§ Work request 1
Using the page on Greater Houston SARS-CoV-2 genomic data, please answer these:
(a) What is the file size of README.md?
(b) How many SARS-CoV-2 genomes did the study analyze?
(c) Which county served as the primary viral source for surrounding counties?
§ Work request 2
Continue the page on Greater Houston SARS-CoV-2 genomic data from the point where it ends.

Genomic data for Tracing SARS-CoV-2 clusters across local scales: Greater Houston, January–October 2021
Data files
Jun 20, 2025 version files 6.17 MB
-
age_updated.xml
1.93 MB
-
GLMcounty_updated.xml
1.95 MB
-
README.md
1.10 KB
-
sex_updated.xml
1.87 MB
-
texasAndContexual.tsv
418.80 KB
Abstract
A quantitative understanding of local transmission dynamics is essential for designing effective prevention strategies. In this study, we developed a novel algorithm to identify introductions and trace locally circulating clusters. We analyzed over 26,000 SARS-CoV-2 genomes and their associated metadata, collected between January and October 2021, to explore introduction and dispersal patterns in Greater Houston, a major metropolitan area known for its demographic diversity. Our analysis identified more than 1,000 independent introduction events, resulting in clusters of varying sizes. The majority of introductions originated from domestic sources, while international introductions occurred earlier and were associated with larger cluster sizes. An analysis of locally circulating clusters revealed age-structured transmission dynamics. Geographic reconstruction of cluster spread identified Harris County as the primary viral source for surrounding counties. Harris County sustained the local epidemic with fewer external introductions and longer persistence times of circulating lineages. Overall, our high-resolution spatiotemporal reconstruction of the epidemic provides essential insights into the local-scale transmission landscape, supporting outbreak-specific, regional response strategies and public health planning.

§ Entries provided
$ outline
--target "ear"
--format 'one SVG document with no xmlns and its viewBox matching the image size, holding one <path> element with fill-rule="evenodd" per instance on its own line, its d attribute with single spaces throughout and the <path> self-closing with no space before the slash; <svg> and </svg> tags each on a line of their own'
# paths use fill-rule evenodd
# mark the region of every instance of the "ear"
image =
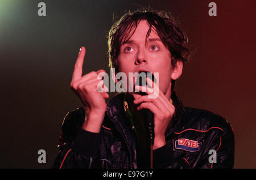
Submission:
<svg viewBox="0 0 256 180">
<path fill-rule="evenodd" d="M 183 63 L 182 61 L 177 61 L 176 65 L 174 67 L 174 71 L 171 75 L 171 78 L 173 80 L 178 79 L 182 74 L 182 70 L 183 68 Z"/>
<path fill-rule="evenodd" d="M 114 71 L 112 71 L 112 80 L 115 82 L 115 83 L 117 83 L 118 82 L 118 80 L 117 79 L 116 75 L 118 72 L 115 71 L 115 68 Z"/>
</svg>

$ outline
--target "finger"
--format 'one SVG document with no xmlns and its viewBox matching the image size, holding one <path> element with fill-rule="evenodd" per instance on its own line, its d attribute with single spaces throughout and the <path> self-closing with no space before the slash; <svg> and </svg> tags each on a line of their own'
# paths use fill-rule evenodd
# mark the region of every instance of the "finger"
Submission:
<svg viewBox="0 0 256 180">
<path fill-rule="evenodd" d="M 138 110 L 142 109 L 149 109 L 154 114 L 161 114 L 162 113 L 160 109 L 152 102 L 143 102 L 137 108 Z"/>
<path fill-rule="evenodd" d="M 85 48 L 84 46 L 82 46 L 80 48 L 80 50 L 79 52 L 76 64 L 75 65 L 71 82 L 77 81 L 82 76 L 82 64 L 84 63 L 84 59 L 85 56 Z"/>
<path fill-rule="evenodd" d="M 86 82 L 90 80 L 97 80 L 97 73 L 95 71 L 90 72 L 88 74 L 84 75 L 82 78 L 79 79 L 78 80 L 71 82 L 71 88 L 75 89 L 77 88 L 77 86 L 80 83 Z"/>
<path fill-rule="evenodd" d="M 139 104 L 144 102 L 152 102 L 155 104 L 159 109 L 160 109 L 163 113 L 170 110 L 170 108 L 166 108 L 165 105 L 159 98 L 148 98 L 148 96 L 149 95 L 142 96 L 139 98 L 135 100 L 133 102 L 135 104 Z"/>
<path fill-rule="evenodd" d="M 148 77 L 147 77 L 146 80 L 147 81 L 147 83 L 148 84 L 150 84 L 150 85 L 152 84 L 152 88 L 155 91 L 158 92 L 159 99 L 163 102 L 166 108 L 167 109 L 170 108 L 170 106 L 171 105 L 170 100 L 167 99 L 164 93 L 162 92 L 161 90 L 159 89 L 159 87 L 157 85 L 156 83 L 155 83 L 155 82 Z"/>
<path fill-rule="evenodd" d="M 154 93 L 154 90 L 147 86 L 140 86 L 135 85 L 135 90 L 139 92 L 146 92 L 148 95 L 151 95 Z"/>
</svg>

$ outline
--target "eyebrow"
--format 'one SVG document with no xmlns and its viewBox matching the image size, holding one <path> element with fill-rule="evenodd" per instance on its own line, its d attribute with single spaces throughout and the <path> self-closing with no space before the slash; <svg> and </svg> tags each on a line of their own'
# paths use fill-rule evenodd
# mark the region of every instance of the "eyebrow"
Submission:
<svg viewBox="0 0 256 180">
<path fill-rule="evenodd" d="M 158 41 L 162 42 L 162 40 L 159 38 L 148 38 L 148 41 L 150 41 L 150 42 Z M 122 45 L 124 45 L 125 44 L 133 44 L 133 43 L 134 43 L 134 41 L 129 40 L 128 41 L 123 42 Z"/>
<path fill-rule="evenodd" d="M 148 41 L 159 41 L 162 42 L 162 40 L 159 38 L 148 38 Z"/>
</svg>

§ Expected output 1
(a) 1.10 KB
(b) Over 26,000
(c) Harris County

§ Expected output 2
https://doi.org/10.5061/dryad.0000000ds
Description of the data and file structure
Here, we provide GISAID accession IDs and demographic metadata, which are available in XML files formatted for BEAST analyses.
Files and variables
File: texasAndContexual.tsv
Description: It provides GISAID accession IDs used in this study. Our dataset comprises 26,138 complete SARS-CoV-2 genomes, including 9,186 sampled from Houston and 16,952 contextual sequences from around the world.
Variables
- IDs
File: age.xml
Description: The XML file for BEAST runs contain the associated age group for the sampled patients in Houston.
File: GLMcounty.xml
Description: The XML file for BEAST runs contain the associated sampling location (county) for the sampled patients in Houston.
File: sex.xml
Description: The XML file for BEAST runs contain the associated sex for the sampled patients in Houston.
This dataset includes genomic data and associated demographic metadata used to trace SARS-CoV-2 clusters in Greater Houston from January to October 2021. It provides GISAID accession IDs and demographic metadata, which are available in XML files formatted for BEAST analyses.